EXERCISE DESCRIPTION: According to the bot-detection text, which three large language models did the researchers test?

TEXT PASSAGE:
= = = =
The implications extend far beyond just cleaning up our social media feeds. In an age where online information can sway elections, shape public opinion on critical issues, and even influence global events, the stakes of this technological arms race are immense.

As we stand at this crossroads, the researchers emphasize the need for continued innovation in bot detection methods, particularly those that can keep pace with LLM-enhanced evasion tactics. They also call for increased transparency from social media platforms and a collaborative approach between researchers, tech companies, and policymakers to address these emerging challenges.

“This work is only a scientific prototype,” notes senior author Yulia Tsvetkov, an associate professor in the Allen School. “We aren’t releasing these systems as tools anyone can download, because in addition to developing technology to defend against malicious bots, we are experimenting with threat modeling of how to create an evasive bot, which continues the cat-and-mouse game of building stronger bots that need stronger detectors.”

The bot battle is far from over. But with large language models entering the fray, we may be witnessing a pivotal moment in the fight for social media integrity. As these AI technologies continue to advance, their role in shaping our online world — for better or worse — is only likely to grow.

Paper Summary

Methodology

The researchers developed a framework they call “mixture-of-heterogeneous-experts” to analyze different aspects of social media accounts using large language models (LLMs). They tested three LLMs: Mistral-7B, LLaMA2-70B, and ChatGPT. For each account, they analyzed metadata (like follower counts), the text of posts, and the network of connections.

They then combined these analyses to make a final prediction about whether an account was a bot or not. To test the effectiveness of their approach, they used two widely used datasets of Twitter accounts: Twibot-20 and Twibot-22. On the bot creation side, they explored various ways LLMs could be used to modify bot accounts, including rewriting posts and strategically changing which accounts a bot follows.

Key Results

The LLM-based bot detection method outperformed existing approaches, achieving up to a 9.1% improvement in the F1-score (a measure of accuracy) on both datasets. Notably, this was achieved after fine-tuning the LLM on just 1,000 examples, compared to the thousands or even millions of examples often needed for traditional machine learning approaches.

On the bot creation side, LLM-guided manipulation strategies were able to reduce the effectiveness of existing bot detectors by up to 29.6%. The study also found that larger, more advanced LLMs (like ChatGPT) generally performed better at both detection and evasion tasks than smaller models.
= = = =
LISTED RECORDS:

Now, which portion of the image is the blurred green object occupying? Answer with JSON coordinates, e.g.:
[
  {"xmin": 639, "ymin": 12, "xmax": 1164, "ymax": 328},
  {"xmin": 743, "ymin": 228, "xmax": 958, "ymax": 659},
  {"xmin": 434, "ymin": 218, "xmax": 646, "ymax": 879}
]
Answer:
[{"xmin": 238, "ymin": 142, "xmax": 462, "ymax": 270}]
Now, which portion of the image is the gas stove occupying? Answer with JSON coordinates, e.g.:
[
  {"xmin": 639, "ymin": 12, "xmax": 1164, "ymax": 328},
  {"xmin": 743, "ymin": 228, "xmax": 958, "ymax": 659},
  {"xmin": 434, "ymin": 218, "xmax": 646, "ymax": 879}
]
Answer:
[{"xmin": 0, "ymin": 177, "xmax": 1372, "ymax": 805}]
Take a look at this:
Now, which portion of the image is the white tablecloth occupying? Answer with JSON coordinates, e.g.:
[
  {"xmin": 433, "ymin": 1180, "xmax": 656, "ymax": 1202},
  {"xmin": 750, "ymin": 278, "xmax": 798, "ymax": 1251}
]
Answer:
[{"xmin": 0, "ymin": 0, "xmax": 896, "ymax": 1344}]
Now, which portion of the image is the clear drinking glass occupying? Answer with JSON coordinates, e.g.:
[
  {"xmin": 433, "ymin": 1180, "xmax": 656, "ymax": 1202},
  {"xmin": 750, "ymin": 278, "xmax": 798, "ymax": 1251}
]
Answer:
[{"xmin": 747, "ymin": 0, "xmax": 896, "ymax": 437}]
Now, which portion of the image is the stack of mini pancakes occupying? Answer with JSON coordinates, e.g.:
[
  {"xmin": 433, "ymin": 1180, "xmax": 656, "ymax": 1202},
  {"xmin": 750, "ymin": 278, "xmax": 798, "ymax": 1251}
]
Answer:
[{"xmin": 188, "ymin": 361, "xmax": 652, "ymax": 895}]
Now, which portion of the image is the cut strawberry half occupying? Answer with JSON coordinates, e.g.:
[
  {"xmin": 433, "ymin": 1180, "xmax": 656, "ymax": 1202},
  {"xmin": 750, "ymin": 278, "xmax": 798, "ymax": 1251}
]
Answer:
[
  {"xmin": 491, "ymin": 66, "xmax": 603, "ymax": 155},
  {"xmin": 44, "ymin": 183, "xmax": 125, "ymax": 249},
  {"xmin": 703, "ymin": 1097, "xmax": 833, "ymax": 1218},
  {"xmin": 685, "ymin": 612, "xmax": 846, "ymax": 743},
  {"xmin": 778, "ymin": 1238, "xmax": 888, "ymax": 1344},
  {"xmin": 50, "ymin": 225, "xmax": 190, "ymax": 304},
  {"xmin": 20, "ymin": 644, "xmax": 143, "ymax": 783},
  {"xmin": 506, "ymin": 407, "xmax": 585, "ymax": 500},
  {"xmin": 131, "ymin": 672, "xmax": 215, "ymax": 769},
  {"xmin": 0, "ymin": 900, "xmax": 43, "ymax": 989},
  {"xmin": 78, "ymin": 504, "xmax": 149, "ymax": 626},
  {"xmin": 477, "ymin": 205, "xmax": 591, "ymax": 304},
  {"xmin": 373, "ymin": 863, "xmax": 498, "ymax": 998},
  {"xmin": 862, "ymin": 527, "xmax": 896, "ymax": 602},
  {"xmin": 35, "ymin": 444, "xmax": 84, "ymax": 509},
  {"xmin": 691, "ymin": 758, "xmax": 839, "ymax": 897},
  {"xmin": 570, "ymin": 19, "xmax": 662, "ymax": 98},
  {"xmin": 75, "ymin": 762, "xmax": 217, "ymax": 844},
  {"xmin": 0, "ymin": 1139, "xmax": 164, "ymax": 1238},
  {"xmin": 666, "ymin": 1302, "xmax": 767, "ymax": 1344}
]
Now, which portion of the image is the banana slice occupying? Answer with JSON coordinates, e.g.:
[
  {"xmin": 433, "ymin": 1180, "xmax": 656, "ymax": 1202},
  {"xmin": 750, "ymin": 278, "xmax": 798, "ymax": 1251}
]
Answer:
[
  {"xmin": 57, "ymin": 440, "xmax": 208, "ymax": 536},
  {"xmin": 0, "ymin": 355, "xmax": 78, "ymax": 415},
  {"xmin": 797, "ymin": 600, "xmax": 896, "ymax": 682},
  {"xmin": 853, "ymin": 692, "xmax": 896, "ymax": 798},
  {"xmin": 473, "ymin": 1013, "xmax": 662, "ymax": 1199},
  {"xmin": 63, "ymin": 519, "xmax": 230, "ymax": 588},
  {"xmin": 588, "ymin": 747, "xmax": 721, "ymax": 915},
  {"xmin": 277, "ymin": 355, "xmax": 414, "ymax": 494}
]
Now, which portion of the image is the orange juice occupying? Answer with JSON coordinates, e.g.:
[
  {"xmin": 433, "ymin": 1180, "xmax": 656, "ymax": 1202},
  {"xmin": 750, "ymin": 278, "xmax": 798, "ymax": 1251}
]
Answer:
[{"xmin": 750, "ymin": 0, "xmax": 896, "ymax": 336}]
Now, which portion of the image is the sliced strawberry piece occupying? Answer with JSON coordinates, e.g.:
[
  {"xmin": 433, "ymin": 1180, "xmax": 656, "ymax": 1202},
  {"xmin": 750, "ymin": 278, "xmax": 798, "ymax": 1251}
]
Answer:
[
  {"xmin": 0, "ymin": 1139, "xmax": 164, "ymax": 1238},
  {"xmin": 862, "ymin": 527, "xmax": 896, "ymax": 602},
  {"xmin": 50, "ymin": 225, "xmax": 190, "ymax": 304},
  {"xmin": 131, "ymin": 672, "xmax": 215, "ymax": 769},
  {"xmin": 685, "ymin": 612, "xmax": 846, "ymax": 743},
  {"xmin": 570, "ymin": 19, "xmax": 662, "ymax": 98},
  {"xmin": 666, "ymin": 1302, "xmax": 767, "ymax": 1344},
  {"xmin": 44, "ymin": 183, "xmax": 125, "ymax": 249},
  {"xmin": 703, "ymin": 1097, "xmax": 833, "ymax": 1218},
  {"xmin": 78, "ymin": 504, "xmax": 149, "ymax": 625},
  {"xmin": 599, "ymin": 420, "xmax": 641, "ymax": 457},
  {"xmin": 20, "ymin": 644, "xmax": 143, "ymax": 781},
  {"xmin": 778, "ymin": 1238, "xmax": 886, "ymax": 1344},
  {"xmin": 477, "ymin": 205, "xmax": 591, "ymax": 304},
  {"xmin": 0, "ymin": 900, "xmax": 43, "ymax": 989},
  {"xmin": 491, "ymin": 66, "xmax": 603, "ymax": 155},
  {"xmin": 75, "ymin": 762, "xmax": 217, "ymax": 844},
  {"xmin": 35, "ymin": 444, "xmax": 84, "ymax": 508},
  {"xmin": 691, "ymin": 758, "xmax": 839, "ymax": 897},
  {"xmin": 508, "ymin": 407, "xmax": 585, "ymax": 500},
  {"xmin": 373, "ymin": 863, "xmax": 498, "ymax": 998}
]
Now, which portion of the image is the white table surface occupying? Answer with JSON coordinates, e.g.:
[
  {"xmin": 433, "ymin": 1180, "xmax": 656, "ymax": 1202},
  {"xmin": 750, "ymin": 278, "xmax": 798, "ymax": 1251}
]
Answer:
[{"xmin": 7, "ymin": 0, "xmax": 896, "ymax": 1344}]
= = = =
ANSWER SECTION: Mistral-7B, LLaMA2-70B, and ChatGPT.